START STORED DATA

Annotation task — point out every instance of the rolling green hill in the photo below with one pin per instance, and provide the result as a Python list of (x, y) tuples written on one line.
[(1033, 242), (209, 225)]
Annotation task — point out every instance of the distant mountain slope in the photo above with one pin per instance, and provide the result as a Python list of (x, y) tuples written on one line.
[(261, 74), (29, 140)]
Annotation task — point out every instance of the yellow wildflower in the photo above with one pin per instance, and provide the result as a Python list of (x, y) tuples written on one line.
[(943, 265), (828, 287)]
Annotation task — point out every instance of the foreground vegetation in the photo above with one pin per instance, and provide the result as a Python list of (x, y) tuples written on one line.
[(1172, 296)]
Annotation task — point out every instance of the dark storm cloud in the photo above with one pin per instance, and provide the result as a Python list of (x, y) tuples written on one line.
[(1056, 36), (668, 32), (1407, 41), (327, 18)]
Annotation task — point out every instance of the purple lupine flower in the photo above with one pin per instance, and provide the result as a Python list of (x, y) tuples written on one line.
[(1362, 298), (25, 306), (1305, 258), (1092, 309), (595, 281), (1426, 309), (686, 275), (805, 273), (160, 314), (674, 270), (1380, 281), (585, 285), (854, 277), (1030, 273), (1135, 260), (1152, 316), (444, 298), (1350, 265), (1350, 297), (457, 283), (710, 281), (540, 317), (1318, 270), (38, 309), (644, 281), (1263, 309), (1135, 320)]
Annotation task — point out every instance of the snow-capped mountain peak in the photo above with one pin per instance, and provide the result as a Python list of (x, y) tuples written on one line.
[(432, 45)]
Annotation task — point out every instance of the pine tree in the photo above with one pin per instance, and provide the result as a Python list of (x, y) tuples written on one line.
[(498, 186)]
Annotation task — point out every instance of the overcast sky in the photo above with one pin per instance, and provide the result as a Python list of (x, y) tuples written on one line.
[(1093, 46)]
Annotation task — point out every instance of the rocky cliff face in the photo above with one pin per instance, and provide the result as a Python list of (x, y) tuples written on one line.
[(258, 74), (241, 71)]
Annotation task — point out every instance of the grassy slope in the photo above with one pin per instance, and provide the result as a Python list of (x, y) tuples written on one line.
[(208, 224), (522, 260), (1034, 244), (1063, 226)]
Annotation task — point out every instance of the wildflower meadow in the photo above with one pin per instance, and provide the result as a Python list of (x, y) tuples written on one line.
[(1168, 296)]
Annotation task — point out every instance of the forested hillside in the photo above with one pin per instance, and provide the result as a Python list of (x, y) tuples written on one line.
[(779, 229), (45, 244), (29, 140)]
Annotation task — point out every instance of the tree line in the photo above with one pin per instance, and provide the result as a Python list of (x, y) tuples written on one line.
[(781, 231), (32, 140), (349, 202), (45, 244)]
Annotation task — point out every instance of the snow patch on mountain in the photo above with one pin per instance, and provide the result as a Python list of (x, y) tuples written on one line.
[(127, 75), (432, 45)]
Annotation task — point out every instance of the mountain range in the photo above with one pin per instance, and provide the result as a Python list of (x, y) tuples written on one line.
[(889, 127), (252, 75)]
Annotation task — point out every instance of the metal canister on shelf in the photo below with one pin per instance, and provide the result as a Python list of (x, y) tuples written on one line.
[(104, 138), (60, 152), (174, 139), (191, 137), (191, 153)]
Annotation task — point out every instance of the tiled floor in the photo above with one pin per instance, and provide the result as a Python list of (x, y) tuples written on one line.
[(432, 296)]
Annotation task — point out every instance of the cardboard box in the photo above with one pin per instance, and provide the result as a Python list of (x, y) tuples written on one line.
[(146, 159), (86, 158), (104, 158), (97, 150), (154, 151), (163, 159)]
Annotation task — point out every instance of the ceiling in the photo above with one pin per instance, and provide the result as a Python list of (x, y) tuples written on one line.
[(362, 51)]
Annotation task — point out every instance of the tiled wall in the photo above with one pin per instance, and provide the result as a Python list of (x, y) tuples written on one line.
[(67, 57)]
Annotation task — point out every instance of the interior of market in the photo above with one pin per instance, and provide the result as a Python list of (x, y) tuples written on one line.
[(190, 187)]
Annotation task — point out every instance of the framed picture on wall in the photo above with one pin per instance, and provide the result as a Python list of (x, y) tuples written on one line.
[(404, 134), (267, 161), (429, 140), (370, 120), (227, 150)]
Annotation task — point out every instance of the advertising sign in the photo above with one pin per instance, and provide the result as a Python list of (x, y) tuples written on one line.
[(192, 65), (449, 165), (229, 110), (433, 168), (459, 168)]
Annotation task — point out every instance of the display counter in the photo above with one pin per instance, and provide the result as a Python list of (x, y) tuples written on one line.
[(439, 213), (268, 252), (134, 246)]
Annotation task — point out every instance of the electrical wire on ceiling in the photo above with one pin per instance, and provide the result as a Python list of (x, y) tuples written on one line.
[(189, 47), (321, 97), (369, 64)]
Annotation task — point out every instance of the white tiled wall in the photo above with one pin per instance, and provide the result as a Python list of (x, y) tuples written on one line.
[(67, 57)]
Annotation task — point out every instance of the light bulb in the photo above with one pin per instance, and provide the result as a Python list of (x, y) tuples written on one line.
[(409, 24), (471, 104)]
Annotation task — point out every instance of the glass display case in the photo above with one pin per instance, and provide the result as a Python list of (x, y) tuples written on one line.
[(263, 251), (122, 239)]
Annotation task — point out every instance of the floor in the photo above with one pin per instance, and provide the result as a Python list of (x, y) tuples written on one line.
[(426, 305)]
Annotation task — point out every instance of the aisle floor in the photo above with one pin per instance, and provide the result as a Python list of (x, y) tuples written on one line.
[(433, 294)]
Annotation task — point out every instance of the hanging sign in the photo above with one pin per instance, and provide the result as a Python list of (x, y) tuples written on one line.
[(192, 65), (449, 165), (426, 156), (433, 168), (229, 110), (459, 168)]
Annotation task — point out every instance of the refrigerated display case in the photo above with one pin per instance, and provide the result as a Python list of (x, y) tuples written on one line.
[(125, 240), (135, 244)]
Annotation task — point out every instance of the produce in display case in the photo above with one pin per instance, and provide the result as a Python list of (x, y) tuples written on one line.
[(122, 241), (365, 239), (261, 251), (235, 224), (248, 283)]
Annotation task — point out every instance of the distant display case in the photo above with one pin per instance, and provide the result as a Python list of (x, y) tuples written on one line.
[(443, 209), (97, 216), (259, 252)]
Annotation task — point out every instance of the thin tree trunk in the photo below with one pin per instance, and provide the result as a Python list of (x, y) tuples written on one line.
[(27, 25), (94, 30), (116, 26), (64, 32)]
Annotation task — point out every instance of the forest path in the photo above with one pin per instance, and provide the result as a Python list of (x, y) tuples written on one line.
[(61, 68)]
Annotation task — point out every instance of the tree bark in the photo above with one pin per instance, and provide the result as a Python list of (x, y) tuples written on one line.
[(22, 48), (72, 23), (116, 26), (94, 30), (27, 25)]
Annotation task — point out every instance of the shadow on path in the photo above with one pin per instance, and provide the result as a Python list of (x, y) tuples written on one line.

END STORED DATA

**TASK DIRECTIONS**:
Return all of the material above verbatim, from its first line to its last, with nothing changed.

**ANSWER TO THIS PROBLEM**:
Annotation task — point out every instance of the rolling green hill in the photo below with one pin per instance, and provide the result as a Python list of (x, y) tuples written on one line.
[(1033, 242), (209, 225)]
Annotation task — point out every instance of the distant mountain slope in the photo above with one pin per instance, and provide the result as a Python list of (x, y) tuples written on one line.
[(261, 74), (29, 140)]
Annotation task — point out every instance of the yellow wildflower in the photo above with one pin per instance, and provide the result as a Python list of (x, y) tuples written on one line.
[(943, 265), (828, 287)]
Annotation task — point out every instance of the foreground vegetation in the photo above with one pin per instance, and provide the result as a Python list of (x, y) tuples written on one line.
[(1172, 296)]
Annotation task — point out every instance of the dark storm cloud in the photo above with one pin per instance, and provide the result as a Python list of (x, y) tuples written on one line.
[(1056, 36), (668, 32), (1407, 41), (327, 18)]
Annotation task — point out every instance of the purple lupine flower in the photo above with one pin per instance, and provide the result as a Python list of (x, y) tuples written on one line.
[(1362, 298), (25, 306), (1305, 258), (1092, 309), (595, 281), (1426, 309), (686, 275), (805, 273), (160, 314), (674, 270), (1380, 281), (585, 285), (854, 277), (1030, 273), (1135, 260), (1152, 316), (444, 298), (1350, 265), (1350, 297), (457, 283), (710, 281), (540, 317), (1318, 270), (38, 309), (644, 281), (1263, 309), (1135, 320)]
Annotation task — point out every instance of the snow-capped mountain peak in the photo above with one pin per instance, and provide the result as a Python list of (x, y) tuples written on one line.
[(432, 45)]
Annotation task — point out every instance of the pine tree in the photo above with one pin per instance, and provide the result as a Python list of (x, y) tuples written on one line.
[(498, 186)]
Annotation task — point out every instance of the overcast sky in the photo above with one pin per instance, and provide the result as a Python list of (x, y) tuples written on one line.
[(1093, 46)]
Annotation task — point out every instance of the rocky cliff face in the photo above with one pin per instance, and provide the result as a Python list of (x, y) tuples written on one line.
[(258, 74), (241, 71)]
Annotation task — point out every instance of the grassy slope in the photo above with one pin per instance, and provide the result as a Python list of (x, y) tuples written on one line.
[(208, 224), (522, 260), (1034, 244), (1063, 226)]
Annotation task — point out every instance of the wildflower meadow in the photo above with one pin per instance, and provide the result as a Python list of (x, y) tuples written on one line.
[(1168, 296)]
Annotation task — point out every instance of the forested hillside in the photo above with one pin per instance, and provide the result as a Python list of (x, y) tuples written on one line.
[(779, 229), (45, 244), (29, 140)]
Annotation task — point out every instance of the tree line in the photo above with one pin per instance, and provide the result as a Python list of (x, y) tuples written on one line.
[(781, 231), (32, 140), (349, 202), (45, 244)]
Annotation task — point out every instance of the snow patch on mountain in the photo above with one pin per instance, and provide the result as a Python list of (x, y) tuples written on one line.
[(127, 75), (432, 45)]
Annotation task — point out every instance of the mountain range in the photo above with one pin per instance, and provide the result as a Python list of (x, y) tuples written on one line.
[(889, 127), (252, 75)]
Annotation task — point out every instance of the metal canister on shelf in the photo below with one pin per instance, and provide the result as a Python list of (x, y) tuples written on one line.
[(104, 138), (60, 152), (174, 139), (191, 137), (191, 153)]
Annotation task — point out every instance of the tiled floor in the photo above with one pin per instance, and provide the result as a Python list of (x, y) tuples written on one line.
[(432, 296)]
Annotation task — point out every instance of the cardboard box in the photo above with one pin per instance, and provide the result as a Python list of (x, y) tuples written on one line.
[(146, 159), (86, 158), (104, 158), (97, 150), (154, 151), (163, 159)]
Annotation task — point out every instance of the ceiling in the photo above with one pin per instance, and provide the result as a Python list of (x, y) tuples written on one line.
[(362, 51)]
Annotation task — point out every instance of the tiled wall in the photo above with one pin per instance, and provide the result as a Python list of (x, y) tuples written on one line.
[(67, 57)]
Annotation task — point out every instance of the interior of market in the photo above with one pin per instance, and provide the result as a Python list of (x, y) tuples written on one line.
[(190, 187)]
Annotation task — point out every instance of the framed picture on wall in the photo above with one pin per instance, and provide the result as a Python list of (x, y) tuples written on one line.
[(404, 134), (267, 161), (429, 140), (370, 120), (227, 150)]
Annotation task — point out every instance of the advertising sign in the photo above with one pin per instance, and provide the result as a Python list of (x, y) tuples written on one line.
[(192, 65), (449, 165), (229, 110), (433, 168), (459, 168)]
Annotation task — point out every instance of the display counter in the photo above with one pin per instance, and provide the result as a Python list of (x, y) tuples written on one line.
[(439, 213), (268, 252), (134, 246)]
Annotation task — point out every instance of the electrical wire on ceiling in the photo above with one pin per instance, and provide the result as a Python list of (x, y) tuples written on one line.
[(189, 47), (321, 97), (369, 64)]
Annotation task — point out every instance of the white tiled wall in the photo above with one pin per instance, and provide the result as a Python list of (x, y) tuples written on one line.
[(67, 57)]
Annotation task — point out every instance of the light bulb in the photo above with one pin per instance, and provide the result as a Python list of (x, y) tuples written on one line.
[(409, 24), (471, 104)]
Annotation task — point out every instance of the glass display case in the photo above with one pin per instance, and provide the result as a Python list of (x, y) tuples written on one line.
[(263, 251), (122, 239)]
Annotation task — point out every instance of the floor in the photo above with one pin per instance, and provide the result as a Python list of (x, y) tuples written on one line.
[(426, 305)]
Annotation task — point out every instance of the aisle floor in the photo above with one pin per instance, and provide the result as a Python list of (x, y) tuples written on one line.
[(433, 294)]
Annotation task — point out every instance of the hanging sign in the photo above with one pin per instance, and provide the result as a Python list of (x, y) tuples written on one line.
[(192, 65), (449, 165), (426, 156), (433, 168), (229, 110), (459, 168)]
Annotation task — point out every instance of the refrigerated display case in the photo above with one pin per instance, and provide the result as a Python list of (x, y) tuples written on one line.
[(125, 240), (135, 244)]
Annotation task — point out every instance of the produce in display case in the photo above with one pin per instance, and provide the result as a Python list of (x, y) tuples written on one line.
[(122, 241), (365, 239), (261, 251), (235, 224), (248, 283)]
Annotation task — point out every instance of the distant display case in the photo above with one pin per instance, and provide the result as a Python list of (x, y) tuples written on one line.
[(443, 209), (97, 216), (259, 252)]
Annotation task — point out every instance of the thin tree trunk in the photo below with one pin per instance, and provide the result as a Python list of (x, y) tuples written on one line.
[(27, 25), (94, 30), (116, 26), (64, 32)]
Annotation task — point out every instance of the forest path in the photo above with one pin per instance, and provide the result as a Python list of (x, y) tuples written on one line.
[(61, 68)]
Annotation task — point out every instance of the tree bark in the photo above with one pin per instance, and provide the result as a Python list of (x, y) tuples written on one line.
[(22, 48), (72, 23), (116, 26), (94, 30), (27, 25)]
Annotation task — point out every instance of the shadow on path in the photo above with one pin per instance, and provide the result as a Python list of (x, y) tuples written on one line.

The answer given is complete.